Point annotation dataset entries:

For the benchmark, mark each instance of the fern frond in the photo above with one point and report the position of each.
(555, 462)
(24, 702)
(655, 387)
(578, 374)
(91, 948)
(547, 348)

**STATED EXERCISE**
Repeat every entry above word for word.

**OUTPUT OF THE TASK**
For the benchmark, mark each instance of the fern frond in the photo above with one point and report the position of each.
(555, 462)
(24, 702)
(655, 387)
(578, 374)
(91, 948)
(547, 348)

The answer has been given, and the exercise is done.